* RECORDS SHOWN *
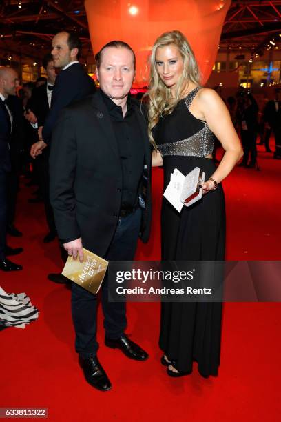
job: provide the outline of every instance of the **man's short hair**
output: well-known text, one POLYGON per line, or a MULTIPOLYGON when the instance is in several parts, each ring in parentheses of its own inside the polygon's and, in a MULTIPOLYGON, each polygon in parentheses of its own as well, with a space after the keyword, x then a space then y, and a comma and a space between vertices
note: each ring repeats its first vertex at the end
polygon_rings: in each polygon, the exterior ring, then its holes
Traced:
POLYGON ((68 34, 67 38, 67 46, 70 50, 72 50, 72 48, 77 48, 77 59, 80 57, 81 52, 82 51, 82 43, 80 41, 79 37, 78 37, 76 32, 64 31, 67 34, 68 34))
POLYGON ((45 77, 39 77, 37 79, 35 83, 37 83, 37 82, 44 82, 44 83, 47 83, 47 78, 45 77))
POLYGON ((107 43, 107 44, 105 44, 105 46, 103 46, 102 48, 101 48, 99 52, 96 54, 96 67, 98 68, 98 69, 100 68, 101 61, 103 59, 102 53, 103 50, 105 50, 105 48, 107 48, 108 47, 115 47, 116 48, 127 48, 127 50, 129 50, 129 51, 131 51, 132 54, 133 54, 134 69, 136 69, 136 54, 134 54, 134 50, 132 48, 132 47, 129 46, 129 44, 127 44, 127 43, 125 43, 124 41, 110 41, 110 43, 107 43))
POLYGON ((42 59, 42 66, 44 69, 47 69, 47 66, 50 61, 54 61, 54 57, 51 54, 51 53, 48 53, 48 54, 45 54, 43 58, 42 59))

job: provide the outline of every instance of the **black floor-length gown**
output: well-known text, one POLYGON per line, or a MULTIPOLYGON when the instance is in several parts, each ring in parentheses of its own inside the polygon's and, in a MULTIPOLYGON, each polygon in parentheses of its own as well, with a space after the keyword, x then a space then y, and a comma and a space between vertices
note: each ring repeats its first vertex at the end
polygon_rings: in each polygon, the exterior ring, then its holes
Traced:
MULTIPOLYGON (((161 117, 154 137, 163 159, 164 189, 175 168, 185 176, 200 168, 207 180, 214 172, 214 135, 207 123, 189 110, 200 88, 161 117)), ((162 260, 223 261, 225 199, 221 185, 180 213, 163 197, 161 214, 162 260)), ((163 303, 159 345, 178 370, 190 372, 193 361, 203 376, 216 375, 220 364, 221 303, 163 303)))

* AIM *
Reproduce the records above word for word, line for line, omitting the pictures.

* RESPONSE TO THIS EXERCISE *
job: provide the outline of every instance of the **man's short hair**
output: well-known text, one POLYGON per line, or a MULTIPOLYGON when the instance is in several parts, each ring in parentheses of its own inside the polygon's and, in a MULTIPOLYGON, each polygon in parentheses of its own as well, with a space after the keyword, x then a space then y, and a comma and a space between vertices
note: each ring repeats its first vertex at the end
polygon_rings: in each polygon, the exterior ring, then its holes
Traced:
POLYGON ((68 34, 67 38, 67 46, 70 50, 72 50, 72 48, 77 48, 77 59, 80 57, 81 52, 82 51, 82 43, 80 41, 79 37, 78 37, 76 32, 64 31, 67 34, 68 34))
POLYGON ((45 77, 39 77, 37 79, 35 83, 37 83, 37 82, 44 82, 44 83, 47 83, 47 78, 45 77))
POLYGON ((107 43, 107 44, 105 44, 105 46, 103 46, 102 48, 101 48, 99 52, 96 54, 96 67, 98 68, 98 69, 100 68, 101 61, 103 59, 102 53, 103 50, 105 50, 105 48, 107 48, 108 47, 115 47, 116 48, 127 48, 127 50, 129 50, 129 51, 131 51, 132 54, 133 54, 134 69, 136 69, 136 54, 134 54, 134 50, 132 48, 132 47, 129 46, 129 44, 127 44, 127 43, 125 43, 124 41, 110 41, 110 43, 107 43))
POLYGON ((42 59, 42 66, 44 69, 47 69, 47 66, 50 61, 54 61, 54 57, 51 54, 51 53, 48 53, 48 54, 45 54, 43 58, 42 59))

job: provide the outline of every instance of the **black floor-length gown**
output: well-known text, one POLYGON per line, or a MULTIPOLYGON when the instance is in several parts, each ring in parentheses of its own inside the polygon's and, in a MULTIPOLYGON, each polygon in parentheses of its own as well, with a space after the keyword, x then a space then y, and a comma and a space between vertices
note: each ring repeats its first vertex at the end
polygon_rings: in each polygon, the exterior ring, then its holes
Traced:
MULTIPOLYGON (((161 117, 154 137, 163 159, 164 189, 175 168, 185 176, 200 168, 207 180, 214 172, 214 135, 207 123, 189 110, 200 88, 161 117)), ((162 260, 223 261, 225 199, 221 185, 180 213, 163 197, 161 214, 162 260)), ((163 303, 159 345, 178 370, 190 372, 193 361, 203 376, 216 375, 220 364, 221 303, 163 303)))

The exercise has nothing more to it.